Morton Arboretum branches out with $15 million garden for centennial
In the core of the Morton Arboretum, if you wander off beyond the Visitor Center, you'll come across a prim and proper garden.
It's a formal space of rigid shapes. Rows of pruned hedges frame the lawn. At one end, four pillars have stood their ground since Suzette Morton Davidson commissioned an architect to build the columns in the 1960s.
It was her grandfather, salt magnate Joy Morton, who established the arboretum on the family's estate in 1922.
To celebrate its centennial anniversary next year, the arboretum broke ground Wednesday on a $15 million project to redesign the stately hedge garden -- now mostly greenery -- into much more colorful displays of floral beauty and diversity.
Spanning 255 yards east to west, the length of about 2½ football fields, the new "Grand Garden," true to its name, will be grand in scope.
"It creates a substantial and very attractive new central feature on the grounds of the arboretum," President and CEO Gerard Donnelly said.
The arboretum holds a global collection of trees across 1,700 acres of woods, meadows, prairies and other natural areas. Trees are still king, as arboretum leaders said Wednesday, but the outdoor museum in Lisle is branching out into ornamental gardening in a big way.
A centennial plaza will mark the entrance to the new garden. Looking east, a terrace flanked by waterfalls will serve as a venue for weddings. In the opposite direction, taller hedges will divide the space into six, more intimate "garden rooms."
With lighting around the entire garden, the arboretum could add to a slate of events after the sun goes down.
The hope is to draw an even wider audience -- attendance topped 1 million visitors in recent pre-pandemic years -- as the arboretum looks to a full calendar of centennial events and the next 100 years.

▶ **RECORD EXTRACTS**
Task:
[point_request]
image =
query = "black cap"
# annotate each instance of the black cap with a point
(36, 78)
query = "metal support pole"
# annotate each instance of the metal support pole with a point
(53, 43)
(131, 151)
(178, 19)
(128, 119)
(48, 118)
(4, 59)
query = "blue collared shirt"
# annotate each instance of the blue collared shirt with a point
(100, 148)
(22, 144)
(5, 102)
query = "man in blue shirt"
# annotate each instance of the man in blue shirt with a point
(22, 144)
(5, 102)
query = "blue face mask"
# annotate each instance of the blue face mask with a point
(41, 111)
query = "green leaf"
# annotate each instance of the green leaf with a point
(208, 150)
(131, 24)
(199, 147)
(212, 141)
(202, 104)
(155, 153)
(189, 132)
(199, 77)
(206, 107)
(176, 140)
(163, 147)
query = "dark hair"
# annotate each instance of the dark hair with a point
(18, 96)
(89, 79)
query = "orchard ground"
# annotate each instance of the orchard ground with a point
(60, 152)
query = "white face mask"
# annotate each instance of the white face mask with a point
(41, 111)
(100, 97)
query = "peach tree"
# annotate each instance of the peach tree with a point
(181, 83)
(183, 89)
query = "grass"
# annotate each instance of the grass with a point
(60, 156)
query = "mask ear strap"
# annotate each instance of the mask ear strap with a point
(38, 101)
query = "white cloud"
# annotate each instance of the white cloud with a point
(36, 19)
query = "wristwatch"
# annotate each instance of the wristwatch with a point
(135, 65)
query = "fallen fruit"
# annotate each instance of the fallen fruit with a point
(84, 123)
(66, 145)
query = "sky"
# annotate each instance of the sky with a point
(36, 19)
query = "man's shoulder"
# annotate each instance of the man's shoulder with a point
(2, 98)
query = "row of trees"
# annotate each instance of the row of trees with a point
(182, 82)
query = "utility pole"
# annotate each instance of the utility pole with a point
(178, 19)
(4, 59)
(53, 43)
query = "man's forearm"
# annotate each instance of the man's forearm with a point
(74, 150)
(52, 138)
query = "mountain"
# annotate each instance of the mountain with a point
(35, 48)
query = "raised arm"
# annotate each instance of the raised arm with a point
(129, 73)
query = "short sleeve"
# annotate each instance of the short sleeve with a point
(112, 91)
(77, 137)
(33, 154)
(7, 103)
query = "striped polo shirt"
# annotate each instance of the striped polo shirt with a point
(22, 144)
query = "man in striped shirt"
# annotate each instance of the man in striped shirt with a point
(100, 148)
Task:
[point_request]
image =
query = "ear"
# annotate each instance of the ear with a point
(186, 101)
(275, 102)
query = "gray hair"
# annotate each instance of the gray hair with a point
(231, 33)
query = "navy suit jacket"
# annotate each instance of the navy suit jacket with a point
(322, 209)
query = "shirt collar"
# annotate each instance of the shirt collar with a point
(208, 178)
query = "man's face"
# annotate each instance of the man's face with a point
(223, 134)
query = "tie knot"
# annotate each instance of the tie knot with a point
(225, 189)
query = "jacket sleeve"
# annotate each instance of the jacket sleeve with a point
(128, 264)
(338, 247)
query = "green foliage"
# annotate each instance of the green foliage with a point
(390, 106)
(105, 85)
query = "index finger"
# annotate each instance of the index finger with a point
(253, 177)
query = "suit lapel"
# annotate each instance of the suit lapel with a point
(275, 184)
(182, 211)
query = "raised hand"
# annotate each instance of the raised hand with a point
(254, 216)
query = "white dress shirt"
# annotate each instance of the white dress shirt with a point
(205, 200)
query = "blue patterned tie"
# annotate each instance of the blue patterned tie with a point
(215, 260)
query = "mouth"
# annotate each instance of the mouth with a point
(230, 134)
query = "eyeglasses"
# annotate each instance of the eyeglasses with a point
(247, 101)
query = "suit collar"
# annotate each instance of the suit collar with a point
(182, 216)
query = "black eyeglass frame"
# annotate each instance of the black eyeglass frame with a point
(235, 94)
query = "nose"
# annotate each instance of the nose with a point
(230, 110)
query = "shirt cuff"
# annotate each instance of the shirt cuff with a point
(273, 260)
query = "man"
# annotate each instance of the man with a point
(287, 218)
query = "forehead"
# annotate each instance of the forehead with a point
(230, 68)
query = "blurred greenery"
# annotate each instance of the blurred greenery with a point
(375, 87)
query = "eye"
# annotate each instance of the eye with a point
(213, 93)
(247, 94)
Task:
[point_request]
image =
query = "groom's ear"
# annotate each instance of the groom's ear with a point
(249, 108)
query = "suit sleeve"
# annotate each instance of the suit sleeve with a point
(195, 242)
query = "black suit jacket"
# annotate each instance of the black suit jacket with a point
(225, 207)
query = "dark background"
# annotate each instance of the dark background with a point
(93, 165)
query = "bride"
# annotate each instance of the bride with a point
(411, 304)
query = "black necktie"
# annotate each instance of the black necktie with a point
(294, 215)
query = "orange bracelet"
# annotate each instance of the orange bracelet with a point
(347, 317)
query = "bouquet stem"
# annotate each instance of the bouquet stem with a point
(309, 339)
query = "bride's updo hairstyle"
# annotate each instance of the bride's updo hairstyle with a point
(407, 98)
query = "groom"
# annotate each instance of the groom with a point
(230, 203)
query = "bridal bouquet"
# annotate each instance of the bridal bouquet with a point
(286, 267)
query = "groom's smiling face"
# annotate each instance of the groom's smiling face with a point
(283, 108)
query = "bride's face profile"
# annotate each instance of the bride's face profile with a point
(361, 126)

▶ **ACTIONS TO TAKE**
• a. Answer these questions from the Morton Arboretum article, one per line:
(i) Who founded the arboretum, and in what year?
(ii) How far will the new Grand Garden stretch from east to west?
(iii) How many acres does the arboretum's tree collection cover?
• b. Carry the Morton Arboretum article forward from its final sentence.

▶ **RESPONSES TO THE EXERCISE**
• a.
(i) Salt magnate Joy Morton founded it in 1922.
(ii) It will stretch 255 yards, about 2½ football fields.
(iii) It covers 1,700 acres.

• b.
"This was a project designed for the arboretum's centennial year and its second century," Donnelly said.
The arboretum is building its first major garden since opening one designed for children in 2005. It's "no small undertaking," Donnelly said, planning for just more than a year of construction to finish the garden in time for the centennial in 2022.
"When you have a long-term view and commitment -- we grow trees for a living, after all -- we compel ourselves to think ahead," Donnelly said.
Arboretum leaders long wanted to develop a more horticultural display garden. And they had the space, "prime real estate," behind the Visitor Center, Donnelly said.
"We know that among our large visiting audience, many people are not necessarily coming to the arboretum just to explore the diversity of trees or to identify them in our collections," he said. "It really is to have a pleasant experience in the outdoors and to appreciate plant and garden beauty and landscape beauty."
But coming out of the COVID-19 crisis, the appetite for fundraising for such a project was, at first, a question mark.
"We didn't really start raising this money until the beginning of this year," Donnelly said.
And yet it took only about six months to raise $12.6 million toward building the garden.
Doris Christopher, one of the lead donors, said she was "all in" when she first saw the grand plans to commemorate the centennial and the arboretum's deep roots in DuPage County.
"It will provide a backdrop for gatherings of all kinds, whether it's someone who comes here just for solitude and a moment to reflect or for families to celebrate exciting milestones, anniversaries, wedding receptions," said Christopher, founder of the kitchenware company Pampered Chef. "I really feel as if it's going to provide different things to different people."
Construction will begin in July to re-imagine the 1930s-era hedge garden.
The centennial plaza will occupy a circular court surrounded by pergolas above plantings and garden beds. A medallion will register the arboretum founding year in 1922.
"That's an arrival space, a pretty spectacular arrival space," Donnelly said.
Another main area, called the "Celebration Garden," will host ceremonies and events. It has a long view to the four sculptural columns in the distance.
A series of steps now raise mobility issues, but the new garden will have accessible paths throughout.
Looking west, the "Joy of Plants Garden" will stretch almost to the arboretum's administration building. The garden rooms will have distinct themes that will change seasonally.
"They'll all be the best of the best plants, colorful and beautiful in character and design," Donnelly said.
100 years, 100 events
The Grand Garden is set to open in September 2022 to tie in with a year's worth of events leading up to the 100th anniversary.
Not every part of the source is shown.